(QUOTED PASSAGE):
———
True Detective: Memorable Moments from “Form and Void”
Welcome to the final episode of True Detective season one, in which you say goodbye to one of the most epic fictional detectives ever and all your fan theories are proven wrong.
Horror Movie Hillbillies
What a disappointment it was to see that the scarred man, who popped up mowing lawns and giving directions in the most ominous way possible, was not much more than a horror movie cliché. His name is William Lee Childress and he’s nothing new. In a show that constantly pushed the boundaries of what a detective show could be, Childress was just another retread of what’s been done a dozen times before.
The opening scene has him threatening a tied up victim with crazy nonsense, even telling the silent, obscured victim to “be good and I’ll give you some water.” (Spoiler alert: it was not an alive person.) Then he went into a house filled with creepy dolls with smashed in faces and a disheveled, barefoot wife who is completely ignorant to the insane goings ons. (She also calls having sex “making flowers.” Gross.) They don’t even have a phone. In 2012! Childress’s impressions of movie star accents (English, Australian, posh, etc) was a bit different, but it was mostly a cliché setting with cliché characters.
The Devil’s in the Details
Cohle and Hart find out Childress’s identity because he painted a house. They used the internet to find records of his business and then found out his whole family history. I love the ultimately something so mundane was his downfall. It wasn’t a flashy reveal, but this show never relied on that.
The setting for the final action sequence was bonkers. From above it looked like a hidden fortress, covered in grass due to underuse. Inside was filled with stone tunnels and the creepiest things you can imagine, including more of those stick figures, spider webs, and a mummy. A mummy!
Cohle’s struggle with his own brain has been an ongoing thread. When he enters a room at the end of the tunnel, he sees the swirling universe in yet another one of his hallucinations. It’s the hallucination that gets him in trouble, distracting him from his surrounding. Childress stabs Cohle and picks him up like he’s one of the faceless creepy dolls in his sister-wife’s collection.
Hart shoots Childress, but like most impossible fictional serial killer characters, two bullets aren’t enough to put him down. He throws a weapon (a sharp hammer?) at Hart and it stabs him too. Just as he’s about to give the final fatal blow to Hart, Cohle shoots him in the head. The fight played out just like many final battles in serial killer stories. However, it was more intense, especially due to the fact that these characters wouldn’t return for another season. Still, it would have been great to see something different than the usual.
———
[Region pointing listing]
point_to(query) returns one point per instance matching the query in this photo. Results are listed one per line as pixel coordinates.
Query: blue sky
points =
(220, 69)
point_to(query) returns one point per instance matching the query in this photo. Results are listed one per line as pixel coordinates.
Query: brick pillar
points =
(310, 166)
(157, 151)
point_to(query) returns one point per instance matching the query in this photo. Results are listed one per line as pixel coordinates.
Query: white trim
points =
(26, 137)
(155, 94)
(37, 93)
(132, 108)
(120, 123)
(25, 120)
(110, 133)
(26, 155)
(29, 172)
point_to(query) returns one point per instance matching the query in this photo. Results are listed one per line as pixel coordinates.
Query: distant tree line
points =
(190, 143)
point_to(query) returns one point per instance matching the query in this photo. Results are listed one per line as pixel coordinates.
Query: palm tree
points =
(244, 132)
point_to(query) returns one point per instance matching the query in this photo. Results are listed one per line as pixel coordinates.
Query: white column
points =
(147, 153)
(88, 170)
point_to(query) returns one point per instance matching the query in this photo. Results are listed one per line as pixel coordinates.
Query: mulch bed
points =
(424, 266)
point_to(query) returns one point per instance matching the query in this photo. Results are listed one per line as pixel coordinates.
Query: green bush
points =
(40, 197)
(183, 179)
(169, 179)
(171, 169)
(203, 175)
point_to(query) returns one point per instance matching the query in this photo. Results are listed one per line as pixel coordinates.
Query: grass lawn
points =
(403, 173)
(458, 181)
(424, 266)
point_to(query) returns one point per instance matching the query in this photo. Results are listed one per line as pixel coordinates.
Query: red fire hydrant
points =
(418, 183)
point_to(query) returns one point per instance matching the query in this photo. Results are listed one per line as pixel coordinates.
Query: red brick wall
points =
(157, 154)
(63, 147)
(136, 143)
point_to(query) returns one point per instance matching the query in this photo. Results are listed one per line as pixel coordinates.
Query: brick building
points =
———
(CHECK YOUR UNDERSTANDING):
[1] In the True Detective recap, how do Cohle and Hart find out Childress's identity?
[2] Pick up the True Detective recap after its final paragraph and write the next part.

(ANSWERS BY TASK):
[1] Childress painted a house, so they used the internet to find records of his business and then traced his whole family history.

[2]
Tuttle and his school of molestation gets off with barely a scratch. Although the local news has brought up his name in the killings, he’s brushed it off by claiming he’s not related to Childress. (He is.) As Marty says, “Ain’t gonna get them all. That’s not the world we’re living in.”
A Severe Lack of Maggie
Maggie shows up to comfort Marty in the hospital. At least she got to see him cry in her last moments on screen.
A Perfect End to an Imperfect Partnership
Cohle and Hart were more friendly to each other in this episode than they ever had been before. They discuss what happened with Maggie and Cohle takes responsibility for his part and lays some of the blame at Hart’s door too. In the end they had some really great moments, including:
- Hart holds Cohle’s head in his lap as they both bleed and wait for help.
- When Hart is in the hospital bed he says “The last thing I remember I was on the ground, sirens, saying my friend’s name.”
- Hart goes to visit Cohle’s hospital room. Cohle’s first words are “we’re you watching me sleep?”
- “Don’t ever change, man,” Hart says to Cohle. It’s incredible that those words are coming from the person who least liked everything about Cohle. ‘
- A final flipping off.
- Hart gives Cohle a tiffany blue box with cigarettes inside. It’s the most romantic thing this show has ever done.
- Finally, when Cohle wants to leave the hospital, Hart doesn’t object. “I’d protest but it occurs to me that you’re unkillable.”
Best Cohle Scene Yet
“I could feel my definition fading,” Cohle says as he describes what happened to him as he was dying. He could feel his daughter’s love, as well as his departed parents. “I could still feel her love there. There was nothing but that love.” He breaks down crying in a moment that ensures McConaughey’s future Emmy. “Then I woke up.”
Who’s the Yellow King?
Shhhhh. Don’t ask questions where there’s clearly no real, compelling answer.